Your job is to copy every line in the material containing the word "tower".

Record extracts
********************
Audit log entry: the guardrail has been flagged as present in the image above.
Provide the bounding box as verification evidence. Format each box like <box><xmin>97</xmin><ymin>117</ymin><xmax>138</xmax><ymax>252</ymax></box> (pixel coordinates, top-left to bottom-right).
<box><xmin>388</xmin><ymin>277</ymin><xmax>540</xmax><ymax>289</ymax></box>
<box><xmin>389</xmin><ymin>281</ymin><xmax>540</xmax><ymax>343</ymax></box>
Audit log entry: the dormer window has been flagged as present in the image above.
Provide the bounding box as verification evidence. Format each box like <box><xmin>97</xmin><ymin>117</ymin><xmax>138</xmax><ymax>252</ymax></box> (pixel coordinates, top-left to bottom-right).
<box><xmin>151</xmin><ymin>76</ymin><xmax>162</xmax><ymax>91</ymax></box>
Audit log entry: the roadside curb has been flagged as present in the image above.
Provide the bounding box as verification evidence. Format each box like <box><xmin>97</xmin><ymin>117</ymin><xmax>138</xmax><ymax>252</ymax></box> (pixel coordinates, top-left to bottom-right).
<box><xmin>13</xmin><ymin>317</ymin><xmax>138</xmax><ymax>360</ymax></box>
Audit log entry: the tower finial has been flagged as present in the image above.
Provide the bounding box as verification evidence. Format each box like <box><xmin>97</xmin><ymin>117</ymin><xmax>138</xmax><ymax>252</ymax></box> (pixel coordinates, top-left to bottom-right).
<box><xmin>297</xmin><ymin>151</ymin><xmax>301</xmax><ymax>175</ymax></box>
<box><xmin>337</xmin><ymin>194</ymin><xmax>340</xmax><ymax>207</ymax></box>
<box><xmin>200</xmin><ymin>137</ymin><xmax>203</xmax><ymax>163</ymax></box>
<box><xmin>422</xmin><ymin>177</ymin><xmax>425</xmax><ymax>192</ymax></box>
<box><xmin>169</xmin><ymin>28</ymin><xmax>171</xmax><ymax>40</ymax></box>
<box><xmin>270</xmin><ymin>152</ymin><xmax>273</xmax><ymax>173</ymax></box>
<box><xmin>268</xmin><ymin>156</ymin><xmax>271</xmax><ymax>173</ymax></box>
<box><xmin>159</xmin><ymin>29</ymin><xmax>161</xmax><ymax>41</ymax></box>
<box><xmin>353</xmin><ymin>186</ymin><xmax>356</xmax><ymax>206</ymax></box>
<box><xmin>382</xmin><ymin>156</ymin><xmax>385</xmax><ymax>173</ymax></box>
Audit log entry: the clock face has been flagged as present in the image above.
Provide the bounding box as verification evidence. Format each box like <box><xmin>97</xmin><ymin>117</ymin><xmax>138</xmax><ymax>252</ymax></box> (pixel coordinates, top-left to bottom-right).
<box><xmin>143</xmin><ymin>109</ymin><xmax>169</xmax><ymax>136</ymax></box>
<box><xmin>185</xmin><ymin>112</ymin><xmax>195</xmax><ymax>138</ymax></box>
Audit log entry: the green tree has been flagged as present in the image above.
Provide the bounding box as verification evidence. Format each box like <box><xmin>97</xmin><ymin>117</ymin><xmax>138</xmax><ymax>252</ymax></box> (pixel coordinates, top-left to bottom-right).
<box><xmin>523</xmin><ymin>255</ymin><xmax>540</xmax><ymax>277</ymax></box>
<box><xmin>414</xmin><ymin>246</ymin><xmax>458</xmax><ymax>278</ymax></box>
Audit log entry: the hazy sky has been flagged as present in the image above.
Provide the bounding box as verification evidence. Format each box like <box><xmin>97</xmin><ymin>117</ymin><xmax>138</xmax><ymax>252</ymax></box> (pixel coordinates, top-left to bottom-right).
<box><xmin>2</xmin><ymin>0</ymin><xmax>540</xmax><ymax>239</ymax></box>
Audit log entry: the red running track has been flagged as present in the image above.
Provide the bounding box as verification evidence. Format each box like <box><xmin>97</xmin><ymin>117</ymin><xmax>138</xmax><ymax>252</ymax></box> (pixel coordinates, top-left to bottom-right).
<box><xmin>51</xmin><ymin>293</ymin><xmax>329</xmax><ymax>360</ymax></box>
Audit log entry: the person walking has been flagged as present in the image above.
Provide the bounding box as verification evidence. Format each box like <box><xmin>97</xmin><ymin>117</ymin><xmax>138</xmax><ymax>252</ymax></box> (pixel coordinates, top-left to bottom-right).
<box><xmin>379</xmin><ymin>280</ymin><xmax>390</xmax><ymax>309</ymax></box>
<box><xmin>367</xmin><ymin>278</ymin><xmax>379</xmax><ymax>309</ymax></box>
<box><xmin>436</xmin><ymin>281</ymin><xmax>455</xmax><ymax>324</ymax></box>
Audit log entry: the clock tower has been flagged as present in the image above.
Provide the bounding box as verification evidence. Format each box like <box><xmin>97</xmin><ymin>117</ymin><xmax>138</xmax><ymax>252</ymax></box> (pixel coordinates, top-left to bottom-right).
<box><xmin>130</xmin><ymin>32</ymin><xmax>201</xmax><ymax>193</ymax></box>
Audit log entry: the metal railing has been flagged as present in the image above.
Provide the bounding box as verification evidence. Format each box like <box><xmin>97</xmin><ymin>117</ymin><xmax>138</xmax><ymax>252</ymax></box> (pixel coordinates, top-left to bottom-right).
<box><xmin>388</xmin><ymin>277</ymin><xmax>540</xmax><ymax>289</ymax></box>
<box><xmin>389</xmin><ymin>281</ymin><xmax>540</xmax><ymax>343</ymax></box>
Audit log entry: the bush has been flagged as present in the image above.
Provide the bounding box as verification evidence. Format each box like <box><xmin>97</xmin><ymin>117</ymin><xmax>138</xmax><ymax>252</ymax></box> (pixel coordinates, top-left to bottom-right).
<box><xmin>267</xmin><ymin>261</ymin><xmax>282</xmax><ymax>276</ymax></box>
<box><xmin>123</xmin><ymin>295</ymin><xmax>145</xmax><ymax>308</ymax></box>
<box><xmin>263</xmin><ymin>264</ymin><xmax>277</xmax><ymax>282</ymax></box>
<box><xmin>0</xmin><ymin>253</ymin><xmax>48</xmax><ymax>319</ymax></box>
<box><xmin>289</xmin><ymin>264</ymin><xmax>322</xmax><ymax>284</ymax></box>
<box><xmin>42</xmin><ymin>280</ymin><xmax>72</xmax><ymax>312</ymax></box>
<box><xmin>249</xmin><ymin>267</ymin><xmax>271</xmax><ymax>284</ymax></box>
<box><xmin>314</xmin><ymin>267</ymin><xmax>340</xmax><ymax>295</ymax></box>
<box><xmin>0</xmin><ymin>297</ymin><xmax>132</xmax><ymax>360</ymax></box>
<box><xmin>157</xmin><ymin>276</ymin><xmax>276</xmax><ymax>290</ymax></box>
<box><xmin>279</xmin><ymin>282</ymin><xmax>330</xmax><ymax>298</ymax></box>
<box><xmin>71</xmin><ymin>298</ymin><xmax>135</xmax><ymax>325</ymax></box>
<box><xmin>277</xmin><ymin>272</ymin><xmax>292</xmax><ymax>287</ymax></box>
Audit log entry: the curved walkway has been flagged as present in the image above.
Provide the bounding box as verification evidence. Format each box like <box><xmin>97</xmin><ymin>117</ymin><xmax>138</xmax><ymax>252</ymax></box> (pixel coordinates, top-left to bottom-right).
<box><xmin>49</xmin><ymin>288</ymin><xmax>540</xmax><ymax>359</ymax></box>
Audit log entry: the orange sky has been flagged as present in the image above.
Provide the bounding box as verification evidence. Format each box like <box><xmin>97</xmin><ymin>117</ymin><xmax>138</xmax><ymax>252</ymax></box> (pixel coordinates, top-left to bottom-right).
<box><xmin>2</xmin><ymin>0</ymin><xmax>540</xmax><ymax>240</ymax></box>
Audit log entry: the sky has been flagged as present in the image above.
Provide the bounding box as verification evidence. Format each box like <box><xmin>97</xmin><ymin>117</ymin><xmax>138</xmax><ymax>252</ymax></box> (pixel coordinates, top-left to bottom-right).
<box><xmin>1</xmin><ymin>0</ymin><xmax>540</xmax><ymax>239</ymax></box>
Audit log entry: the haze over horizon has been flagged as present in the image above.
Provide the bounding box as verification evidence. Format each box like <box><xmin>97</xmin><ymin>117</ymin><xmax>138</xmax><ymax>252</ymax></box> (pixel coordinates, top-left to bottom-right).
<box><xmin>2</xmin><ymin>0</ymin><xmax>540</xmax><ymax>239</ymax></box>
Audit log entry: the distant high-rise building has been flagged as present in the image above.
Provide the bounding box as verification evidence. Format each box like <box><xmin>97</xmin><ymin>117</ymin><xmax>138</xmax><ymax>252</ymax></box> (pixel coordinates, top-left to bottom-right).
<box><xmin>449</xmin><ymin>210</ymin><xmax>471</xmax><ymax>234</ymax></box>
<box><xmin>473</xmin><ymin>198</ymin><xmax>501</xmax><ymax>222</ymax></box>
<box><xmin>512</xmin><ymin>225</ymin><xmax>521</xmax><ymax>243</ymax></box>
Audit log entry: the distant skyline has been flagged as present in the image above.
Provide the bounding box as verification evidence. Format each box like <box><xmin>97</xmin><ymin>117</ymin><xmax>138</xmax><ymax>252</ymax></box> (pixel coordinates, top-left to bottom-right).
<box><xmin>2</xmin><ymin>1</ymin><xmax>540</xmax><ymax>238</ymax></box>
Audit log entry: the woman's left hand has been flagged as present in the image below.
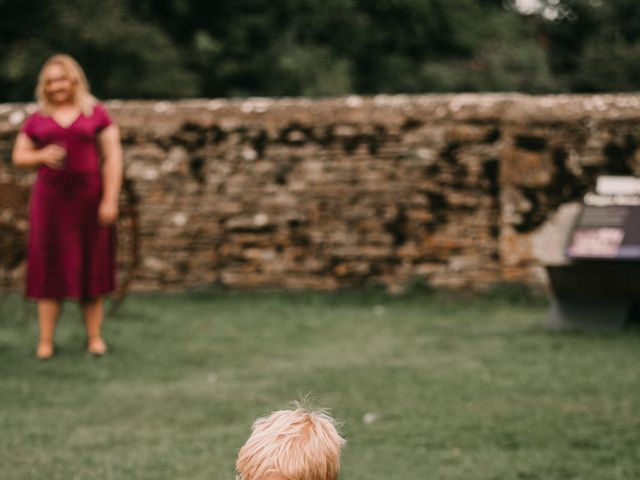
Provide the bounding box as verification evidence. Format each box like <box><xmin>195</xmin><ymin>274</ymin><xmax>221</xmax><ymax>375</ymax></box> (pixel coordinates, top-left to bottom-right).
<box><xmin>98</xmin><ymin>200</ymin><xmax>119</xmax><ymax>226</ymax></box>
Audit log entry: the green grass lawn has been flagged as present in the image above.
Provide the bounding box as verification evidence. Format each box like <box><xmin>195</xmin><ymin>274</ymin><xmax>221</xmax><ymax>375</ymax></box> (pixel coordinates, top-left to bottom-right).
<box><xmin>1</xmin><ymin>289</ymin><xmax>639</xmax><ymax>480</ymax></box>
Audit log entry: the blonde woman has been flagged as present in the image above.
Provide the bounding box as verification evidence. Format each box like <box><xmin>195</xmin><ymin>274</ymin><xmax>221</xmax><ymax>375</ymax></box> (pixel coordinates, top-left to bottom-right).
<box><xmin>12</xmin><ymin>54</ymin><xmax>122</xmax><ymax>359</ymax></box>
<box><xmin>236</xmin><ymin>404</ymin><xmax>346</xmax><ymax>480</ymax></box>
********************
Your solution
Audit log entry: the tower finial has been flagged as present in the image above.
Audit log entry: the clock tower has been flagged as present in the image above.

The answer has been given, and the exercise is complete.